- Document segment -
There was no value judgment made in the previous comment about which group is worst. The word 'mercenary' is pretty self explanatory here. It's a bit contrived and tedious to view any discussion of the news as an opportunity to invent each speakers' worldview in your head, before they even speak about it, eh?

shortrounddev2•21m ago
If you are paying huge sums of money to effectively bribe the government to do what you want, you are the bad guy
gruez•33m ago
>Lobbyists don't have to lobby for the same positions / organizations / goals their entire lives. They usually follow the money.

I think the parent comment is trying to dispell the not entirely unpopular perception that the revolving door involves some sort of quid quo pro. The typical telling is that while working in government they'll enact policies that are favorable to some company, with the understanding that the company will give him a cushy job as a "lobbyist" in exchange.

- Data rows -
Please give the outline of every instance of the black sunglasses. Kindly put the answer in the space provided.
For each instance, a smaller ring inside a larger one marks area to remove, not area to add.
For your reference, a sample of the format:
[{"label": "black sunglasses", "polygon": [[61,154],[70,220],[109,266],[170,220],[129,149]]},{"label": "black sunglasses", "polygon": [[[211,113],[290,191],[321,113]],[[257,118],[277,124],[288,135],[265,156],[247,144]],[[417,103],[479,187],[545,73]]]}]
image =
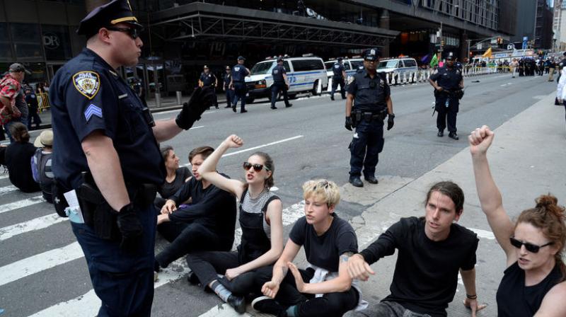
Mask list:
[{"label": "black sunglasses", "polygon": [[541,248],[543,248],[543,247],[545,247],[545,246],[550,246],[551,244],[553,243],[553,242],[549,242],[549,243],[548,243],[546,244],[543,244],[542,246],[537,246],[536,244],[529,243],[528,242],[521,241],[517,240],[517,239],[516,239],[516,238],[514,238],[513,237],[509,238],[509,242],[511,242],[511,245],[512,246],[514,246],[515,248],[516,248],[518,249],[520,249],[522,246],[525,246],[525,248],[526,249],[526,250],[529,251],[529,252],[531,252],[532,253],[536,253],[538,252],[538,250],[540,250]]},{"label": "black sunglasses", "polygon": [[[245,169],[246,171],[248,171],[250,169],[250,167],[253,167],[253,170],[255,171],[256,172],[260,171],[262,169],[263,169],[264,167],[262,164],[252,164],[251,163],[249,162],[243,162],[243,169]],[[269,170],[270,168],[267,166],[265,166],[265,171],[269,171]]]},{"label": "black sunglasses", "polygon": [[125,33],[127,33],[133,40],[139,38],[139,30],[134,28],[115,28],[110,26],[106,28],[106,29],[111,31],[124,32]]}]

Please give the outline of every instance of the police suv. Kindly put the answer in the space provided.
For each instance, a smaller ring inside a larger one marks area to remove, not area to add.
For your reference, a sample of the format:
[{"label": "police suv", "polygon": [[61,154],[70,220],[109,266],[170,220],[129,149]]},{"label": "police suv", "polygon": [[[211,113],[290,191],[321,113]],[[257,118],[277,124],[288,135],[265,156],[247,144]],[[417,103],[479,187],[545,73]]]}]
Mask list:
[{"label": "police suv", "polygon": [[[250,69],[251,75],[246,77],[248,88],[246,102],[252,103],[260,98],[271,98],[271,86],[273,76],[271,71],[277,65],[277,57],[260,62]],[[289,80],[289,98],[296,97],[299,93],[319,93],[318,86],[323,91],[328,86],[328,78],[324,62],[320,57],[284,57],[283,67]]]}]

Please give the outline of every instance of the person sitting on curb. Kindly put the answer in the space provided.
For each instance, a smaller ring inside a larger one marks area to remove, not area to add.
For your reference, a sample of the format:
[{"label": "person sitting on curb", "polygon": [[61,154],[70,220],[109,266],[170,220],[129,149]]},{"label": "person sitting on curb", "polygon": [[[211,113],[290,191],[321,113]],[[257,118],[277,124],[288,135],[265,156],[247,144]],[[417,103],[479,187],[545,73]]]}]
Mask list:
[{"label": "person sitting on curb", "polygon": [[[342,316],[354,309],[362,293],[348,275],[348,258],[357,252],[356,233],[335,213],[340,189],[326,180],[303,185],[305,216],[295,222],[283,254],[274,266],[256,273],[264,295],[252,307],[277,316]],[[304,247],[308,265],[293,264]]]},{"label": "person sitting on curb", "polygon": [[499,317],[566,316],[565,208],[550,195],[512,222],[487,163],[495,134],[484,125],[468,137],[482,210],[505,252],[507,269],[496,299]]},{"label": "person sitting on curb", "polygon": [[352,278],[367,280],[372,263],[398,250],[390,287],[391,294],[376,305],[345,317],[446,317],[458,283],[466,287],[464,305],[472,316],[485,307],[475,293],[475,251],[479,239],[456,224],[463,212],[464,194],[452,182],[432,185],[427,194],[424,217],[401,218],[367,248],[348,260]]}]

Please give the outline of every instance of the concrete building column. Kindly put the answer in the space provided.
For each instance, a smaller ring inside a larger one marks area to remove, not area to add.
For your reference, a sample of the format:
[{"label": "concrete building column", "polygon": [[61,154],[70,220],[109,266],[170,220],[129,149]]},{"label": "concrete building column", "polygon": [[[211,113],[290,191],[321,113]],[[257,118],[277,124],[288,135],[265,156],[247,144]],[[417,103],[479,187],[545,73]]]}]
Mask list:
[{"label": "concrete building column", "polygon": [[[383,9],[381,16],[379,17],[379,27],[386,30],[389,30],[389,11]],[[389,57],[389,42],[388,42],[381,50],[381,56]]]}]

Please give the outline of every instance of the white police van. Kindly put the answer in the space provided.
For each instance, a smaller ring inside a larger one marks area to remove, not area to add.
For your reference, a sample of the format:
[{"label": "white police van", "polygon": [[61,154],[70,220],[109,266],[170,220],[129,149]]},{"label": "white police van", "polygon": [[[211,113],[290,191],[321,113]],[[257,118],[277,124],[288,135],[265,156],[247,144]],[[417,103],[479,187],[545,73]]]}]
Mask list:
[{"label": "white police van", "polygon": [[[338,62],[337,59],[330,59],[325,62],[324,64],[326,66],[326,76],[328,76],[328,91],[330,91],[332,87],[332,77],[334,76],[334,72],[332,71],[334,64]],[[346,69],[346,78],[345,81],[348,83],[348,79],[356,74],[358,69],[364,68],[364,59],[363,58],[350,58],[343,59],[342,63],[344,64],[344,68]],[[338,88],[336,91],[340,91],[341,88]]]},{"label": "white police van", "polygon": [[[271,86],[273,84],[273,76],[271,71],[277,64],[277,58],[260,62],[250,70],[251,75],[246,77],[246,85],[248,87],[246,102],[252,103],[260,98],[271,98]],[[296,97],[297,93],[310,92],[313,95],[323,91],[328,86],[328,79],[324,62],[320,57],[284,57],[283,67],[287,71],[289,80],[289,98]]]}]

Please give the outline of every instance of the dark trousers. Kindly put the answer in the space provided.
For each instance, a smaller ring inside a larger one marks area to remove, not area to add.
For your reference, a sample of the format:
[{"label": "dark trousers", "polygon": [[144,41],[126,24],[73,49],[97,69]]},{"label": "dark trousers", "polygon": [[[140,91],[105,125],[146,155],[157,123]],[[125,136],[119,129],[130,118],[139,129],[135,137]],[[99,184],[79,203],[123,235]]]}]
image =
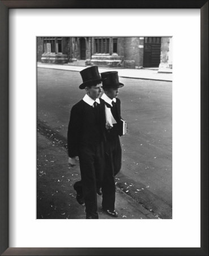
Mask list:
[{"label": "dark trousers", "polygon": [[121,168],[121,146],[118,135],[108,139],[106,144],[105,168],[101,190],[103,208],[113,210],[116,201],[114,176]]},{"label": "dark trousers", "polygon": [[80,147],[79,158],[86,212],[96,217],[98,216],[96,191],[101,186],[104,171],[103,142]]}]

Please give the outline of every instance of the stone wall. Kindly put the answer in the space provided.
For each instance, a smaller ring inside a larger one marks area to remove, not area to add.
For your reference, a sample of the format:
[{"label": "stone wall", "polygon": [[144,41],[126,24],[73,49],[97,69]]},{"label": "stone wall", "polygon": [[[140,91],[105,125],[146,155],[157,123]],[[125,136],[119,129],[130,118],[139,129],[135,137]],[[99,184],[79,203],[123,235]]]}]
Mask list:
[{"label": "stone wall", "polygon": [[[139,37],[125,38],[124,61],[127,68],[135,68],[142,66],[141,48],[139,48]],[[143,52],[143,51],[142,51]],[[143,60],[142,60],[143,61]]]},{"label": "stone wall", "polygon": [[41,61],[41,55],[44,53],[43,38],[37,37],[37,61]]},{"label": "stone wall", "polygon": [[172,72],[172,37],[163,37],[161,39],[160,63],[158,72]]}]

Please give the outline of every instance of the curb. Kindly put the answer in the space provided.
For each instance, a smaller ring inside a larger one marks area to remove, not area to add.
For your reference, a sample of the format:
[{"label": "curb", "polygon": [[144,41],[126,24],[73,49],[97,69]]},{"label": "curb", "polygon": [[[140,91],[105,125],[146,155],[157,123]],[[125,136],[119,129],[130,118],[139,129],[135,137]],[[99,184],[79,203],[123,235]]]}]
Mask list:
[{"label": "curb", "polygon": [[[62,146],[67,150],[67,140],[64,136],[61,135],[58,133],[53,131],[46,123],[40,119],[37,119],[37,129],[38,131],[44,135],[48,139],[53,142],[54,145]],[[161,199],[152,192],[145,188],[144,185],[142,183],[138,183],[138,188],[142,188],[139,191],[138,196],[136,194],[135,190],[138,190],[135,185],[134,181],[129,177],[120,172],[117,177],[115,178],[117,181],[116,186],[120,189],[123,193],[127,195],[135,202],[140,204],[144,209],[152,213],[155,217],[157,218],[172,219],[172,208],[166,202],[164,202]],[[125,181],[125,182],[124,182]],[[130,185],[129,191],[127,191],[127,186]],[[137,192],[138,193],[138,192]],[[160,208],[159,207],[160,205]],[[168,213],[165,214],[164,212]]]},{"label": "curb", "polygon": [[[46,68],[49,69],[56,69],[56,70],[62,70],[64,71],[71,71],[71,72],[79,72],[80,71],[77,70],[69,70],[69,69],[65,69],[62,68],[52,68],[52,67],[40,67],[40,66],[37,66],[37,68]],[[165,79],[152,79],[152,78],[146,78],[146,77],[130,77],[130,76],[119,76],[119,77],[122,77],[125,79],[140,79],[143,80],[152,80],[152,81],[163,81],[163,82],[172,82],[172,80],[168,80]]]}]

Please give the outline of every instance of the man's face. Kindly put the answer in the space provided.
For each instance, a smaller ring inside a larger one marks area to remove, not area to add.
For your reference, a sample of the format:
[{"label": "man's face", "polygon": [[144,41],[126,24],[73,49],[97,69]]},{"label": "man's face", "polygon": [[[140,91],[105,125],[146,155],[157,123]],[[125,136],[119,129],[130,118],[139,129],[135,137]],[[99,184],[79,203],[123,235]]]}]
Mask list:
[{"label": "man's face", "polygon": [[117,98],[118,94],[119,93],[119,88],[116,87],[113,88],[109,88],[105,92],[105,94],[109,98],[113,99],[113,98]]},{"label": "man's face", "polygon": [[103,87],[101,84],[99,84],[96,85],[92,86],[91,88],[86,87],[86,91],[90,98],[93,100],[95,100],[97,98],[100,97],[102,91],[102,88]]}]

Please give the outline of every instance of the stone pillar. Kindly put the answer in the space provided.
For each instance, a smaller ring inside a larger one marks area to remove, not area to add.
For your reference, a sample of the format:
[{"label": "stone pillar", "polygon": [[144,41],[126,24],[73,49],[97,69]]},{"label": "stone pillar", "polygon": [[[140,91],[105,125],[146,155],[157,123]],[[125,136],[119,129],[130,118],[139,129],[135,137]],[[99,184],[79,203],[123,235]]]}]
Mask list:
[{"label": "stone pillar", "polygon": [[161,38],[159,73],[172,73],[172,37]]}]

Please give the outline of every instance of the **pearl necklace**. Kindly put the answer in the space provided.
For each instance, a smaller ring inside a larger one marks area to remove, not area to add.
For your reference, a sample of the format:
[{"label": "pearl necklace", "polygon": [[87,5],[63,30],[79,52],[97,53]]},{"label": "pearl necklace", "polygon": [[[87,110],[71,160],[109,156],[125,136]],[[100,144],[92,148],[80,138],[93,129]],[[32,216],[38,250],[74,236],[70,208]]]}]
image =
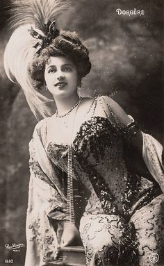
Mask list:
[{"label": "pearl necklace", "polygon": [[62,118],[62,117],[67,117],[67,115],[69,115],[69,113],[72,111],[72,110],[74,110],[75,108],[75,107],[76,107],[79,104],[80,104],[81,101],[81,99],[82,98],[81,97],[79,97],[79,101],[74,105],[74,106],[72,106],[70,110],[69,110],[67,113],[65,113],[65,114],[64,115],[59,115],[58,113],[58,110],[56,110],[56,117],[58,117],[58,118]]}]

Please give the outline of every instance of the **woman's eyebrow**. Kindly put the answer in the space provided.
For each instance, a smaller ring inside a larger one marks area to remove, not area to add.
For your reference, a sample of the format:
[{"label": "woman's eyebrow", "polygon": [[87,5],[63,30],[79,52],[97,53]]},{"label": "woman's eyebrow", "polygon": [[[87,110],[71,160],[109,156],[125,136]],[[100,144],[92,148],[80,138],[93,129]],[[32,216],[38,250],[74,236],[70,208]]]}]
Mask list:
[{"label": "woman's eyebrow", "polygon": [[66,67],[66,66],[69,66],[69,67],[74,67],[74,65],[72,64],[70,64],[70,63],[62,65],[62,67]]},{"label": "woman's eyebrow", "polygon": [[48,66],[47,69],[48,69],[49,67],[56,67],[56,65],[50,65]]}]

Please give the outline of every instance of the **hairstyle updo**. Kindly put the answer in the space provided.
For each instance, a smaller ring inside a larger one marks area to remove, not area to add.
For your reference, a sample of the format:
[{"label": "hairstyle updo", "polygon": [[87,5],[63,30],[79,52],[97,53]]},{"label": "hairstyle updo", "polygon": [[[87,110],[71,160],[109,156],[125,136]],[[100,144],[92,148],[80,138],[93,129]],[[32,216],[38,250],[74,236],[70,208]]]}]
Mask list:
[{"label": "hairstyle updo", "polygon": [[44,83],[45,65],[51,56],[65,56],[72,61],[78,74],[78,85],[90,70],[89,51],[76,32],[60,31],[60,34],[40,53],[34,56],[28,65],[30,78],[33,85],[40,89]]}]

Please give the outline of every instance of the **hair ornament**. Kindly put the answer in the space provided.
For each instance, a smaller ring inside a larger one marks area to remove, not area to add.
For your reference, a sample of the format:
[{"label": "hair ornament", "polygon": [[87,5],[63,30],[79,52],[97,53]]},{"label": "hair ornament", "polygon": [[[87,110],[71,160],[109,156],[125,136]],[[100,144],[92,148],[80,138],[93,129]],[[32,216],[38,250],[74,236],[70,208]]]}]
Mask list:
[{"label": "hair ornament", "polygon": [[51,20],[49,20],[44,25],[44,32],[46,34],[44,36],[38,33],[32,26],[31,29],[28,30],[33,38],[40,40],[33,46],[36,49],[36,53],[38,54],[40,54],[41,51],[49,46],[53,40],[59,35],[59,30],[56,26],[56,20],[54,20],[52,22]]}]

- Tasks and exercises -
1. From the lobbying thread, extract the passage starting with "There was no" and going on through "follow the money.".
2. Say whether each statement agrees with the lobbying thread, answering yes or no and quoting the words that decide it. (a) The first comment says no value judgment was made about which group is worst. (b) The comment by shortrounddev2 says that paying huge sums to effectively bribe the government makes you the bad guy. (c) In the typical telling that gruez describes, the company gives a cushy job as a "lobbyist" in exchange.
3. Write what comes next in the lobbying thread, picking up after its last sentence.
The listing plays no role here.

- Answers to each task -
1.
There was no value judgment made in the previous comment about which group is worst. The word 'mercenary' is pretty self explanatory here. It's a bit contrived and tedious to view any discussion of the news as an opportunity to invent each speakers' worldview in your head, before they even speak about it, eh?

shortrounddev2•21m ago
If you are paying huge sums of money to effectively bribe the government to do what you want, you are the bad guy
gruez•33m ago
>Lobbyists don't have to lobby for the same positions / organizations / goals their entire lives. They usually follow the money.

2.
(a) Yes: "There was no value judgment made in the previous comment about which group is worst."
(b) Yes: "If you are paying huge sums of money to effectively bribe the government to do what you want, you are the bad guy"
(c) Yes: "the company will give him a cushy job as a "lobbyist" in exchange."

3.
svnt•28m ago
Which will happen, unless the group paying him accomplished their major goals, can accomplish them some other way, or someone else pays him more to do something else.

Contrast this with actual public service.

tiahura•12m ago
> He's a reliable mercenary for the people who pay him.

You mean like every other employee on the planet?

bko•1h ago
Often these types of articles have a take they want the reader to adopt. In the past it was simple, we need net neutrality to save the internet and Ajit Pai is an industry plant aimed to killing net neutrality. Cable companies love him.

You would think he'd be lobbying for cable companies, but a new boogie man has entered, the mobile industry. And now cable companies are mad at him. Oh and also consumer advocates, which apparently has the same incentives now apparently.

At least they admit as much later:

> The fight puts Pai at odds with the cable industry that cheered his many deregulatory actions when he led the FCC.

But this is kind of weird considering the "revolving door" policy and the implicit promise of future rewards

A few paragraphs in you get to some substance:

> "During the first Trump administration, the US was determined to lead the world in wireless innovation—and by 2021 it did," Pai wrote. "But that urgency and sense of purpose have diminished. With Mr. Trump's leadership, we can rediscover both."

> Pai's op-ed drew a quick rebuke from a group called Spectrum for the Future, which alleged that Pai mangled the facts.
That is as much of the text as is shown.